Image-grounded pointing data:
---------------

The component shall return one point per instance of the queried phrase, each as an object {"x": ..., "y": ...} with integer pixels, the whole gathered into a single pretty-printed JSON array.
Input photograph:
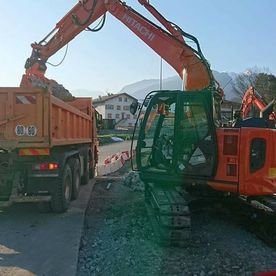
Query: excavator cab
[{"x": 176, "y": 137}]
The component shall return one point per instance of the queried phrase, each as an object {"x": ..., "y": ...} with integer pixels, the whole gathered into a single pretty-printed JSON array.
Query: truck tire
[
  {"x": 44, "y": 207},
  {"x": 85, "y": 176},
  {"x": 76, "y": 178},
  {"x": 61, "y": 198}
]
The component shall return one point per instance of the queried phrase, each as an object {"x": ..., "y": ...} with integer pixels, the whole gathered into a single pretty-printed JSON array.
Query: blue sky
[{"x": 234, "y": 35}]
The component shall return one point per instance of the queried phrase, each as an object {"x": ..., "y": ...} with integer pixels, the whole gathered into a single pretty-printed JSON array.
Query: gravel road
[{"x": 118, "y": 240}]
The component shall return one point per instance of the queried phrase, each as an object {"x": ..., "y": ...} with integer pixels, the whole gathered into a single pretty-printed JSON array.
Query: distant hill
[{"x": 140, "y": 89}]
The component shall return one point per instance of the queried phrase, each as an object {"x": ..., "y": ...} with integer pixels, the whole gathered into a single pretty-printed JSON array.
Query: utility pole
[{"x": 161, "y": 73}]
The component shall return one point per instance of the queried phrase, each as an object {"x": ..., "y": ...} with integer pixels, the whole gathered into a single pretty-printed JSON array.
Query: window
[
  {"x": 109, "y": 106},
  {"x": 257, "y": 154}
]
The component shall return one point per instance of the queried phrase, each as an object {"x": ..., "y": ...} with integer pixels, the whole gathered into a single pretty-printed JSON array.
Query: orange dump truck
[{"x": 48, "y": 147}]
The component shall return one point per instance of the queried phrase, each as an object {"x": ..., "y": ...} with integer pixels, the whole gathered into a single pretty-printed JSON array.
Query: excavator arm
[{"x": 189, "y": 63}]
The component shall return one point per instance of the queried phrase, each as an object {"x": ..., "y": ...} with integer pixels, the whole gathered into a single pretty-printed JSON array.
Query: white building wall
[{"x": 123, "y": 111}]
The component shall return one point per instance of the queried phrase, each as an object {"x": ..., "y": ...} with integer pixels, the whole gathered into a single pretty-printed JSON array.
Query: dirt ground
[{"x": 118, "y": 240}]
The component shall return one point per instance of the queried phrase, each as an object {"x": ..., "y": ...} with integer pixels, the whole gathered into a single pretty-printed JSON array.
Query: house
[{"x": 116, "y": 107}]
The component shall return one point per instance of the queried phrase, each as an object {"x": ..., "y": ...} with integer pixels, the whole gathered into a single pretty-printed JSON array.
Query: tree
[{"x": 265, "y": 84}]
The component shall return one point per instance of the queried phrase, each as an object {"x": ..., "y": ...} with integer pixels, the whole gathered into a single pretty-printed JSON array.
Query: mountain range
[{"x": 141, "y": 88}]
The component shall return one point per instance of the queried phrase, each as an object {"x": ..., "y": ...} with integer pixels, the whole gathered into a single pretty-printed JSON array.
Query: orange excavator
[{"x": 180, "y": 143}]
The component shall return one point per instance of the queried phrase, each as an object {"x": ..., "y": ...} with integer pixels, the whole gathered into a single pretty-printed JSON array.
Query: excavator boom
[{"x": 170, "y": 45}]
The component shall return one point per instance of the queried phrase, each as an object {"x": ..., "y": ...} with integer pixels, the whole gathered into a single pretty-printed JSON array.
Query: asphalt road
[
  {"x": 32, "y": 243},
  {"x": 107, "y": 150}
]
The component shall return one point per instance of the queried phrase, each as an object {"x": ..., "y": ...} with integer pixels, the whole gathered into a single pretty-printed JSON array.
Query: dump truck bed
[{"x": 34, "y": 118}]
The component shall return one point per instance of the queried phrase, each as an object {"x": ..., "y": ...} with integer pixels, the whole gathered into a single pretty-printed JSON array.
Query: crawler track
[{"x": 169, "y": 214}]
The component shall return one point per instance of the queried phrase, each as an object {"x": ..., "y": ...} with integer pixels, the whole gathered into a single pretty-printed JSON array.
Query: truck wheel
[
  {"x": 76, "y": 178},
  {"x": 44, "y": 207},
  {"x": 61, "y": 198}
]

---------------

[TASK DESCRIPTION] From the first line to the last, retype the data exactly, without images.

[SOLUTION TO THE PROBLEM]
The component shall return one point per instance of the queried phrase, each as an object {"x": ..., "y": ...} with integer pixels, the whole gathered into a single pretty-printed JSON array.
Input photograph:
Query: excavator cab
[{"x": 176, "y": 137}]
The component shall return one point per instance of the queried phrase, each as an object {"x": ..., "y": ...} with integer pixels, the whole gathered into a single pretty-printed JSON array.
Query: truck tire
[
  {"x": 44, "y": 207},
  {"x": 85, "y": 176},
  {"x": 76, "y": 178},
  {"x": 61, "y": 198}
]
The component shall return one point per instance of the queried phrase, each as an object {"x": ..., "y": ...} with integer pixels, the whole gathered into a single pretty-printed JSON array.
Query: blue sky
[{"x": 234, "y": 35}]
The component shall return one point per instance of the queried phrase, each as an object {"x": ..., "y": ...} with integer pixels, the whole gathered into a single pretty-printed JSON array.
Query: gravel road
[{"x": 118, "y": 240}]
The component shall return one point per instance of the queried phrase, each as an object {"x": ..., "y": ...} with integer pixels, the whole gathered into a single pretty-printed JSON array.
Query: distant hill
[{"x": 140, "y": 89}]
The component shall return one point per instance of the queried phrase, each as an object {"x": ..., "y": ...} with integer pixels, the whole gathered into a single pretty-printed JSON array.
Query: utility pole
[{"x": 161, "y": 73}]
The component shall return one point per instance of the queried phrase, each as an object {"x": ..., "y": ...} with integer pixels, the whole gathered into a single pretty-printed JSON array.
Query: window
[
  {"x": 109, "y": 106},
  {"x": 257, "y": 154}
]
The component shall return one point per instance of the queried phrase, each as an object {"x": ..., "y": ...} with integer pixels, the whole gathered into a single pretty-printed JSON array.
Query: orange dump truck
[{"x": 48, "y": 147}]
The component shall return one point per instance of the queried phrase, each as an object {"x": ..., "y": ...} with integer pixels, the whole gathered into a single pretty-printed JSON array.
Query: excavator arm
[{"x": 189, "y": 63}]
The component shall return one point per instance of the queried phrase, each as an object {"x": ..., "y": ...} with integer pixels, the whole gathered into a single pretty-printed JSON array.
Query: white building wall
[{"x": 123, "y": 111}]
The component shall return one point per instance of the queried phrase, each as an object {"x": ..., "y": ...} with integer pixels, the whole gathered into a single pretty-printed JSON array.
Query: dirt ground
[{"x": 118, "y": 240}]
The component shall return one point per instance of the queried phrase, each as an object {"x": ..., "y": ...} with integer pixels, the whole gathered into a single pretty-printed JSON array.
Query: house
[{"x": 116, "y": 107}]
The component shall return one point per instance of the queried phrase, each as an object {"x": ..., "y": ...} with integer pixels, the whole gathered into a single pretty-printed JSON array.
Query: tree
[{"x": 265, "y": 84}]
The component shall return one point per instance of the queried phrase, each as an object {"x": ..., "y": ...} with integer pixels, the whole gathered into a single pretty-printed JSON array.
Query: mountain range
[{"x": 141, "y": 88}]
The component shall return one point per instance of the queried phrase, each as an object {"x": ..., "y": ...} with integer pixels, the whole gathered into a single pretty-printed JSON array.
Query: orange excavator
[{"x": 180, "y": 143}]
The component shall return one point per instance of the queried phrase, each as an object {"x": ..., "y": ...} with integer pixels, the whole gathered into a single pretty-printed JSON array.
Query: excavator boom
[{"x": 170, "y": 45}]
The component shall return one point per instance of the queried phrase, each as an object {"x": ..., "y": ...} with integer pixels, the whole gathered into a single pretty-printed JSON array.
Query: asphalt road
[
  {"x": 32, "y": 243},
  {"x": 107, "y": 150}
]
The component shall return one point per instance of the queried phrase, each as an object {"x": ..., "y": ...} with integer pixels, the whole gathered into a single pretty-printed JSON array.
Query: dump truck bed
[{"x": 34, "y": 118}]
The component shall return one point per instance of the queried phrase, each as an object {"x": ..., "y": ...} with integer pixels, the whole gathered into a single pretty-printed JSON array.
Query: crawler track
[{"x": 169, "y": 214}]
The component shall return one point per instance of the queried phrase, each as an object {"x": ..., "y": ...} with integer pixels, the whole gathered into a single pretty-printed JSON array.
Query: truck wheel
[
  {"x": 76, "y": 178},
  {"x": 44, "y": 207},
  {"x": 61, "y": 198}
]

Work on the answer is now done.